What is required.
Show every line in the records below that contains the word "blue".

-------------------------

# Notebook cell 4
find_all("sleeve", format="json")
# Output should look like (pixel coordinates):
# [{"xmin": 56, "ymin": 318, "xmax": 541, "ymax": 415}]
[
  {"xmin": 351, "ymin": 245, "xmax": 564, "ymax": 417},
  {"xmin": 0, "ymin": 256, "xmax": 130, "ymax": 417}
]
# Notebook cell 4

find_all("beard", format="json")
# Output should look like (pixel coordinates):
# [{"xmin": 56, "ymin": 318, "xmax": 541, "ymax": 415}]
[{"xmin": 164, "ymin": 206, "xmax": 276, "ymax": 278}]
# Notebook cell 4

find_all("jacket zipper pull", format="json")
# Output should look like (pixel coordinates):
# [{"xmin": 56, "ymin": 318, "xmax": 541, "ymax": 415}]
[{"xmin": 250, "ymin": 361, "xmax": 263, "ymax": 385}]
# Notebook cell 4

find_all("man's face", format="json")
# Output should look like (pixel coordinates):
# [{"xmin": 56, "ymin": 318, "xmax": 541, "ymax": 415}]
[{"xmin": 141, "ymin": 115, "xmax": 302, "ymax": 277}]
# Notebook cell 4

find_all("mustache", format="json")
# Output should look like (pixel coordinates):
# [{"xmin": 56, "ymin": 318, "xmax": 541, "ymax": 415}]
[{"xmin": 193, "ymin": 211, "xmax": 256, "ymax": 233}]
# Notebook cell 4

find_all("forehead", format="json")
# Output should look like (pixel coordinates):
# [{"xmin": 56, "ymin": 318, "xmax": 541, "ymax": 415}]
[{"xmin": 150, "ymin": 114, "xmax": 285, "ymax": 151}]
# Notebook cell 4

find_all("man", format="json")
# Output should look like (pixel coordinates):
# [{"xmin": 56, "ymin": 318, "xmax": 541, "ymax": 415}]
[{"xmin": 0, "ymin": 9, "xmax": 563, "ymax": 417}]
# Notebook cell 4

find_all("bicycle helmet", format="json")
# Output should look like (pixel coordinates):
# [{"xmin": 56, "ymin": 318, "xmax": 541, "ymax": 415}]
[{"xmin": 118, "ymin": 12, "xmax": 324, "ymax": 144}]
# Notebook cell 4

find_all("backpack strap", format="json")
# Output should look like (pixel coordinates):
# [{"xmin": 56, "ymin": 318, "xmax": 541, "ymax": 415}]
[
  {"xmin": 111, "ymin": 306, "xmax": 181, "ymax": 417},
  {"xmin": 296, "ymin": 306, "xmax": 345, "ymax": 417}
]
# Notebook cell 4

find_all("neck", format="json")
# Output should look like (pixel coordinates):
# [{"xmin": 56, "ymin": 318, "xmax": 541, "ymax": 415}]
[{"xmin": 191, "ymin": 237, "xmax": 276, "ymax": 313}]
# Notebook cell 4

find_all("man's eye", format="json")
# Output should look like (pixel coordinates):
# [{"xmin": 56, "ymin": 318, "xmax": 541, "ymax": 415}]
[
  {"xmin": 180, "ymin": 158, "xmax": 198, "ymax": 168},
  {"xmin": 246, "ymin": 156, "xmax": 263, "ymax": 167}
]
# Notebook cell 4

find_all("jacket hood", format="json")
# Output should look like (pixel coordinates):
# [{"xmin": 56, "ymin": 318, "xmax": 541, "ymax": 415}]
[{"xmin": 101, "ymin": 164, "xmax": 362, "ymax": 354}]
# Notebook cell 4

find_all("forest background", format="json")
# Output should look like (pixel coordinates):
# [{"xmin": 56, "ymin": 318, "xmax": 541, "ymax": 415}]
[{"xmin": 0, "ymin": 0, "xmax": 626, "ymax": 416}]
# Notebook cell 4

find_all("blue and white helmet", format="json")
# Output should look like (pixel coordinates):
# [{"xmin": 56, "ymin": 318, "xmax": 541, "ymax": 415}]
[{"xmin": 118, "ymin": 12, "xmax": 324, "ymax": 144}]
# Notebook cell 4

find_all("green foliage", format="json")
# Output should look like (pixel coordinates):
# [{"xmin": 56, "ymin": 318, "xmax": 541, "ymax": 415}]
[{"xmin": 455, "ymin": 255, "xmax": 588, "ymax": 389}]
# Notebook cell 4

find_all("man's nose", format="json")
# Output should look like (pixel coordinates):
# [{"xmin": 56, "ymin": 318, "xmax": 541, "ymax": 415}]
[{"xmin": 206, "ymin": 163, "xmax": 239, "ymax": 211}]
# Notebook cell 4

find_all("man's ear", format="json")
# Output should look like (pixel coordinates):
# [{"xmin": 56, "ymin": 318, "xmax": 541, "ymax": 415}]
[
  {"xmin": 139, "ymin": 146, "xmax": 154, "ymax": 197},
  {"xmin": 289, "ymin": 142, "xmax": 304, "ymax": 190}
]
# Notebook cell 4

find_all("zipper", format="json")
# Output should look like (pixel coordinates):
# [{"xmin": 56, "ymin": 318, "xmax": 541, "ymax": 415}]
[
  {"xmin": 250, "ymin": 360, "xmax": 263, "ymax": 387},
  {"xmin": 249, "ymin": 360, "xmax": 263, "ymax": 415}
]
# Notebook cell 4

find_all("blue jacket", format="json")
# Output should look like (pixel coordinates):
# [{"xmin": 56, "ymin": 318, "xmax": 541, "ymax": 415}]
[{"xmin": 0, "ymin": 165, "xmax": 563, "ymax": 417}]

-------------------------

Output of the exercise.
find_all("blue and white helmet", format="json")
find_all("blue jacket", format="json")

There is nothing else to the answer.